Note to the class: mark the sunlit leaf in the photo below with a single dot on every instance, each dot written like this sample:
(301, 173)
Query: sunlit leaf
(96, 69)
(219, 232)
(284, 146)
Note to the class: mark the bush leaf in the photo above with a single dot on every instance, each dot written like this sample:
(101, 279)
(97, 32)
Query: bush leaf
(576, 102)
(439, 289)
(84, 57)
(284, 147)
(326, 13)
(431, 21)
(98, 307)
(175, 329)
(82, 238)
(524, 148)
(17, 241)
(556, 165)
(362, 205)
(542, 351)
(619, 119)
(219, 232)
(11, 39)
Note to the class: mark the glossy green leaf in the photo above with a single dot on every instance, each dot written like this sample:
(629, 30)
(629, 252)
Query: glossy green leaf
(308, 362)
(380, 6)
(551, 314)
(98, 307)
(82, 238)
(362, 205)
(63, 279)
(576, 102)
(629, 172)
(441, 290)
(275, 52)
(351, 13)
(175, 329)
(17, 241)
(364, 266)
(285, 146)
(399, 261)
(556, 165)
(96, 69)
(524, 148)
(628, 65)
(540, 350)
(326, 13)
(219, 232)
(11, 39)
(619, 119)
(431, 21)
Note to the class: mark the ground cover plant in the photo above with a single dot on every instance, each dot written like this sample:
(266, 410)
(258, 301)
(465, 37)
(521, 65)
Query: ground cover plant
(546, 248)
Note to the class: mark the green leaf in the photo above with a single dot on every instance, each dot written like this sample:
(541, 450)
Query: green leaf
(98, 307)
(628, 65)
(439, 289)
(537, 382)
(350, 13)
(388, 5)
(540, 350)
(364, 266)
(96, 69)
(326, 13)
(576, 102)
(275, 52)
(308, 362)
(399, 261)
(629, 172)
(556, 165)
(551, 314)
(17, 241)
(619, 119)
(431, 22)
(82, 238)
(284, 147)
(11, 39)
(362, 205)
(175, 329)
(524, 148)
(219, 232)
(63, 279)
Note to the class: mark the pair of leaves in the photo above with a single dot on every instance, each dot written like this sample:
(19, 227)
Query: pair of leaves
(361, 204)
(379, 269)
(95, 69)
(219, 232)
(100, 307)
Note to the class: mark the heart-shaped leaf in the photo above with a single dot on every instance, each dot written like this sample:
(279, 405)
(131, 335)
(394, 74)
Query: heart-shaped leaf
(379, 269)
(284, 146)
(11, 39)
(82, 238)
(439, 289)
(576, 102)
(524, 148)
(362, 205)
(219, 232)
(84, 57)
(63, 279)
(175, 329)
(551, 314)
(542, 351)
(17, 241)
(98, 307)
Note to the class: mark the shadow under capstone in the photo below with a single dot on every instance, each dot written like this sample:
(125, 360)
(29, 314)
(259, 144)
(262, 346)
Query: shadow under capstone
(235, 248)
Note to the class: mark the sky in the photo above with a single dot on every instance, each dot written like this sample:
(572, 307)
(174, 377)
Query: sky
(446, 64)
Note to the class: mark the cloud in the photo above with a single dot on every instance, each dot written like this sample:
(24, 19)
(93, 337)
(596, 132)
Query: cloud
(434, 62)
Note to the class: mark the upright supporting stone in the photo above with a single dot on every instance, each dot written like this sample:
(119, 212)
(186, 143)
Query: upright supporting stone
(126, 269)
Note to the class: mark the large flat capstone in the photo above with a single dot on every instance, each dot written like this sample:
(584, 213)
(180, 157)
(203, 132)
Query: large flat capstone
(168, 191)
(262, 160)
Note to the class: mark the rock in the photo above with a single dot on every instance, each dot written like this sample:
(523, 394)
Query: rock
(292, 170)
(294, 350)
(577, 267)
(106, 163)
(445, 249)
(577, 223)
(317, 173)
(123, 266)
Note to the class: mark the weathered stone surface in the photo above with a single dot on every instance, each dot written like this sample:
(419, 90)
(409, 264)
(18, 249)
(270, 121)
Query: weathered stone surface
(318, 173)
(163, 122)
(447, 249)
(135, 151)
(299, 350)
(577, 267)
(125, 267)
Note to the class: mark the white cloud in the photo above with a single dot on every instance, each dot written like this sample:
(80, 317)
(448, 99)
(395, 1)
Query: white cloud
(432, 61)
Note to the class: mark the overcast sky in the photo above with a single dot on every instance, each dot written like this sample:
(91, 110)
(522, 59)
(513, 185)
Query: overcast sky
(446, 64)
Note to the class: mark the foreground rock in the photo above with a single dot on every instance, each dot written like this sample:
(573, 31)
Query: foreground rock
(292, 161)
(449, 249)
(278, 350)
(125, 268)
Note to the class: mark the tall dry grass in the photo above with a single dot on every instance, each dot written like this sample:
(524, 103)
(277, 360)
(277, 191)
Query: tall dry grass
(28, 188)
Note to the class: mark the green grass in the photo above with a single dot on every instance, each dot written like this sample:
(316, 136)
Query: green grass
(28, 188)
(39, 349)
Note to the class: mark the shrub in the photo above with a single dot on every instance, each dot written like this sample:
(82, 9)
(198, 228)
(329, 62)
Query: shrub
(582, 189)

**Stated exercise:** Format every line of the entries above as a Markdown table with two columns, Row and Text. Number the lines in the Row column and skip blank lines.

**Response to this task:**
| Row | Text |
|---|---|
| 1 | Note to the class: mark the sunlit leaf in the photo below with a single dot on every instance, each dot written like this sample: |
| 2 | (301, 173) |
| 3 | Query: sunlit leaf |
| 4 | (96, 69) |
| 5 | (219, 232) |
| 6 | (284, 146) |
| 7 | Note to the class: mark the bush leaf in the photo above with a single dot on every instance, each dot written like this sample: |
| 8 | (101, 279) |
| 9 | (97, 32) |
| 10 | Query: bush leaf |
| 11 | (576, 102) |
| 12 | (439, 289) |
| 13 | (84, 57) |
| 14 | (284, 147) |
| 15 | (326, 13) |
| 16 | (431, 21) |
| 17 | (98, 307) |
| 18 | (175, 329) |
| 19 | (82, 238) |
| 20 | (524, 148) |
| 21 | (17, 241) |
| 22 | (556, 165) |
| 23 | (362, 205) |
| 24 | (542, 351) |
| 25 | (619, 119) |
| 26 | (219, 232) |
| 27 | (11, 39) |
| 28 | Note to the class: mark the glossy green leaf in the photo above with a single dot on every instance, each dot written like this sample: |
| 29 | (629, 30) |
| 30 | (629, 252) |
| 31 | Query: glossy green leaf |
| 32 | (308, 362) |
| 33 | (380, 6) |
| 34 | (551, 314) |
| 35 | (98, 307) |
| 36 | (82, 238) |
| 37 | (362, 205) |
| 38 | (63, 279) |
| 39 | (576, 102) |
| 40 | (629, 172) |
| 41 | (441, 290) |
| 42 | (275, 52) |
| 43 | (351, 13) |
| 44 | (175, 329) |
| 45 | (17, 241) |
| 46 | (364, 266) |
| 47 | (285, 146) |
| 48 | (399, 261) |
| 49 | (556, 165) |
| 50 | (96, 69) |
| 51 | (524, 148) |
| 52 | (628, 65) |
| 53 | (540, 350) |
| 54 | (326, 13) |
| 55 | (219, 232) |
| 56 | (11, 39) |
| 57 | (619, 119) |
| 58 | (431, 21) |
| 59 | Note to the class: mark the ground cover plant in the photo above with a single dot on every instance, each dot written like this sample: |
| 60 | (266, 410) |
| 61 | (258, 301) |
| 62 | (465, 37) |
| 63 | (521, 65) |
| 64 | Query: ground cover plant |
| 65 | (546, 248) |
| 66 | Note to the class: mark the green leaf in the photo above with a single dot on every instance, each dot written like this sample: |
| 67 | (541, 450) |
| 68 | Query: green leaf |
| 69 | (98, 307) |
| 70 | (628, 65) |
| 71 | (439, 289) |
| 72 | (537, 382) |
| 73 | (350, 13) |
| 74 | (388, 5) |
| 75 | (540, 350) |
| 76 | (364, 266) |
| 77 | (96, 69) |
| 78 | (326, 13) |
| 79 | (576, 102) |
| 80 | (275, 52) |
| 81 | (308, 362) |
| 82 | (399, 261) |
| 83 | (629, 172) |
| 84 | (556, 165) |
| 85 | (551, 314) |
| 86 | (17, 241) |
| 87 | (619, 119) |
| 88 | (431, 22) |
| 89 | (82, 238) |
| 90 | (284, 147) |
| 91 | (11, 39) |
| 92 | (362, 205) |
| 93 | (175, 329) |
| 94 | (524, 148) |
| 95 | (219, 232) |
| 96 | (63, 279) |
| 97 | Note to the class: mark the pair of leaves in the photo above with a single dot on every instance, each dot written like this sample: |
| 98 | (19, 227) |
| 99 | Query: pair of leaves |
| 100 | (361, 204) |
| 101 | (379, 269) |
| 102 | (95, 69) |
| 103 | (219, 232) |
| 104 | (100, 307) |
| 105 | Note to the class: mark the heart-shaped leaf in the photo above with a single dot on every instance, each dot written like this sample: |
| 106 | (279, 405) |
| 107 | (131, 335) |
| 108 | (394, 74) |
| 109 | Query: heart-shaped leaf |
| 110 | (379, 269) |
| 111 | (284, 146) |
| 112 | (11, 39) |
| 113 | (82, 238) |
| 114 | (439, 289) |
| 115 | (576, 102) |
| 116 | (524, 148) |
| 117 | (362, 205) |
| 118 | (219, 232) |
| 119 | (84, 57) |
| 120 | (63, 279) |
| 121 | (175, 329) |
| 122 | (551, 314) |
| 123 | (542, 351) |
| 124 | (17, 241) |
| 125 | (98, 307) |
| 126 | Note to the class: mark the shadow under capstone in the photo below with a single dot on every instance, each dot written like this sample: |
| 127 | (125, 360) |
| 128 | (29, 314) |
| 129 | (259, 144) |
| 130 | (262, 346) |
| 131 | Query: shadow under capstone |
| 132 | (235, 248) |
| 133 | Note to the class: mark the sky in the photo above with a single dot on every instance, each dot written like this sample: |
| 134 | (572, 307) |
| 135 | (174, 377) |
| 136 | Query: sky |
| 137 | (446, 64) |
| 138 | Note to the class: mark the cloud in the photo above with a single dot on every instance, each dot written like this sample: |
| 139 | (24, 19) |
| 140 | (93, 337) |
| 141 | (596, 132) |
| 142 | Query: cloud |
| 143 | (434, 62) |
| 144 | Note to the class: mark the upright supporting stone in the photo above with a single dot on every instance, each dot written like this sample: |
| 145 | (119, 212) |
| 146 | (186, 143) |
| 147 | Query: upright supporting stone |
| 148 | (126, 269) |
| 149 | Note to the class: mark the large flat capstone in the photo above with a single dot on every instance, each dot written like this sample: |
| 150 | (584, 213) |
| 151 | (180, 157) |
| 152 | (203, 132) |
| 153 | Query: large flat capstone |
| 154 | (168, 191) |
| 155 | (262, 160) |
| 156 | Note to the class: mark the rock in the photo above with a single dot on every instance, each dot written like this sample: |
| 157 | (523, 394) |
| 158 | Query: rock |
| 159 | (292, 170) |
| 160 | (294, 350) |
| 161 | (577, 267) |
| 162 | (106, 163) |
| 163 | (445, 249) |
| 164 | (577, 223) |
| 165 | (317, 173) |
| 166 | (123, 266) |
| 167 | Note to the class: mark the weathered stone surface in the photo above with a single dot on every instance, each dot written like this sample: |
| 168 | (419, 90) |
| 169 | (409, 264) |
| 170 | (18, 249) |
| 171 | (270, 121) |
| 172 | Query: weathered stone surface |
| 173 | (318, 173) |
| 174 | (163, 122) |
| 175 | (447, 249) |
| 176 | (135, 151) |
| 177 | (299, 350) |
| 178 | (577, 267) |
| 179 | (125, 267) |
| 180 | Note to the class: mark the white cloud in the photo above with a single dot on every instance, each dot written like this sample: |
| 181 | (80, 317) |
| 182 | (448, 99) |
| 183 | (395, 1) |
| 184 | Query: white cloud |
| 185 | (432, 61) |
| 186 | Note to the class: mark the overcast sky in the photo above with a single dot on every instance, each dot written like this sample: |
| 187 | (91, 110) |
| 188 | (522, 59) |
| 189 | (513, 185) |
| 190 | Query: overcast sky |
| 191 | (446, 64) |
| 192 | Note to the class: mark the foreground rock in the photo above with a single dot on every instance, each dot written like this sample: |
| 193 | (573, 31) |
| 194 | Query: foreground rock |
| 195 | (292, 161) |
| 196 | (449, 249) |
| 197 | (278, 350) |
| 198 | (125, 268) |
| 199 | Note to the class: mark the tall dry grass in the photo above with a single dot on every instance, each dot written like this sample: |
| 200 | (524, 103) |
| 201 | (277, 360) |
| 202 | (277, 191) |
| 203 | Query: tall dry grass |
| 204 | (28, 188) |
| 205 | Note to the class: mark the green grass in the photo above with a single dot on every instance, each dot written like this sample: |
| 206 | (316, 136) |
| 207 | Query: green grass |
| 208 | (28, 188) |
| 209 | (39, 349) |
| 210 | Note to the class: mark the shrub in the photo above with a single dot on every instance, each dot written like this sample: |
| 211 | (82, 9) |
| 212 | (198, 228) |
| 213 | (329, 62) |
| 214 | Query: shrub |
| 215 | (582, 189) |